PASSAGE FOR REVIEW »
--- START ---
Fall into networking in a virtual world

By Sue Voyles / November 25, 2020 / , ,

Fall is a great time to connect and reconnect, especially with those we may have lost touch with over the summer. In a normal year we might find ourselves talking with friends and colleagues we haven’t seen for many weeks due to vacations, summer travel or business slowdowns.

Thinking about our networking challenges this year has me also thinking about fall and how important it is to harvest our connections through regular contact. So, here’s a little FALL acronym that might remind everyone of the value of staying connected.

F – Face to Face First.

Strive for in-person contact. Tough right now, I know, but get creative in ways to meet in person, socially distancing, perhaps outside – if the weather cooperates. Meeting people eye-to-eye is always the ideal. But if not prepare for alternatives.

A – Allow for Alternatives.

Now is the season of finding alternative ways to talk with clients, potential customers and all of our networking connections. There’s always the phone, but if you want to “see” someone, use the numerous video/digital online link services like Zoom, Facetime or Skype.

L – Limit your Language.
--- END ---
Copy out the whole fall networking article above, word for word.

DATA TO EXAMINE »
--- START ---
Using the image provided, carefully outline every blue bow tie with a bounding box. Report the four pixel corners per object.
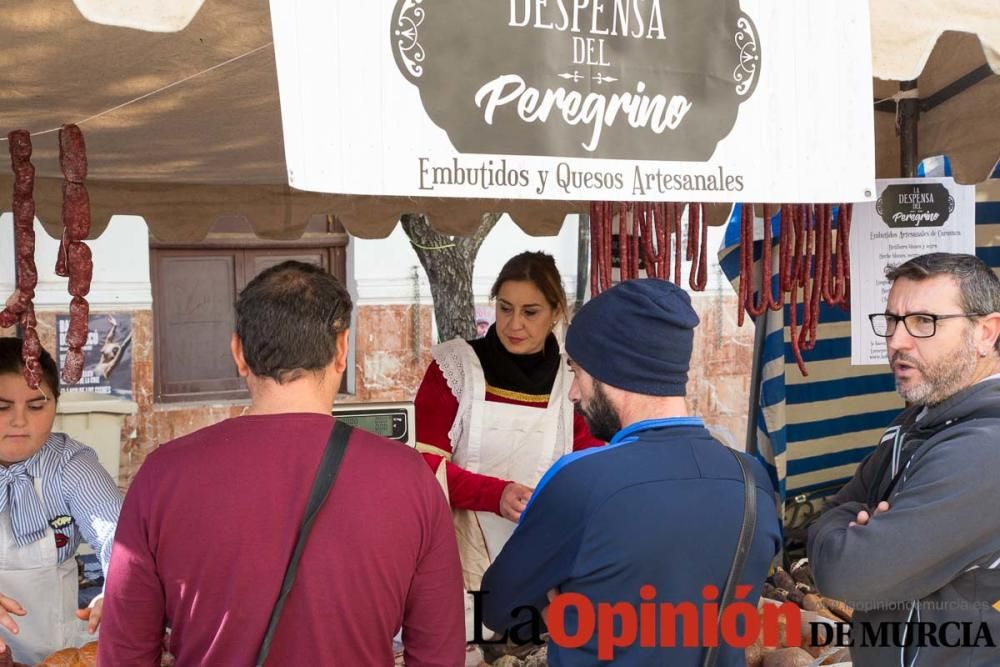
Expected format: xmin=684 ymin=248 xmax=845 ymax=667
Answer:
--- END ---
--- START ---
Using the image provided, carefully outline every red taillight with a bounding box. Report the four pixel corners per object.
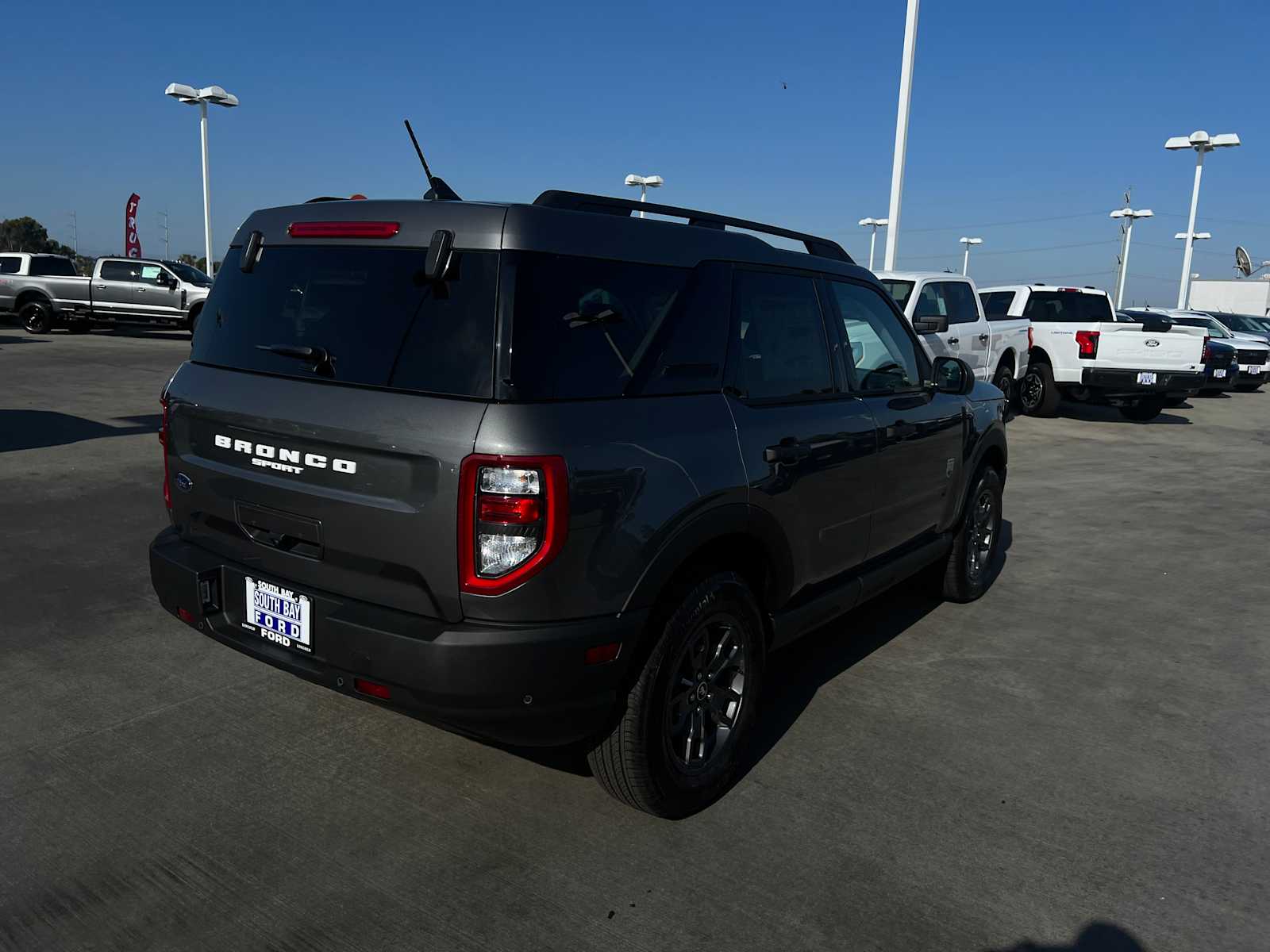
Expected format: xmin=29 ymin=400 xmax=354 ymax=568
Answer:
--- END ---
SOLVED PROBLEM »
Fall into networking in a virtual world

By Sue Voyles / November 25, 2020 / , ,

Fall is a great time to connect and reconnect, especially with those we may have lost touch with over the summer. In a normal year we might find ourselves talking with friends and colleagues we haven’t seen for many weeks due to vacations, summer travel or business slowdowns.

Thinking about our networking challenges this year has me also thinking about fall and how important it is to harvest our connections through regular contact. So, here’s a little FALL acronym that might remind everyone of the value of staying connected.

F – Face to Face First.

Strive for in-person contact. Tough right now, I know, but get creative in ways to meet in person, socially distancing, perhaps outside – if the weather cooperates. Meeting people eye-to-eye is always the ideal. But if not prepare for alternatives.

A – Allow for Alternatives.

Now is the season of finding alternative ways to talk with clients, potential customers and all of our networking connections. There’s always the phone, but if you want to “see” someone, use the numerous video/digital online link services like Zoom, Facetime or Skype.

L – Limit your Language.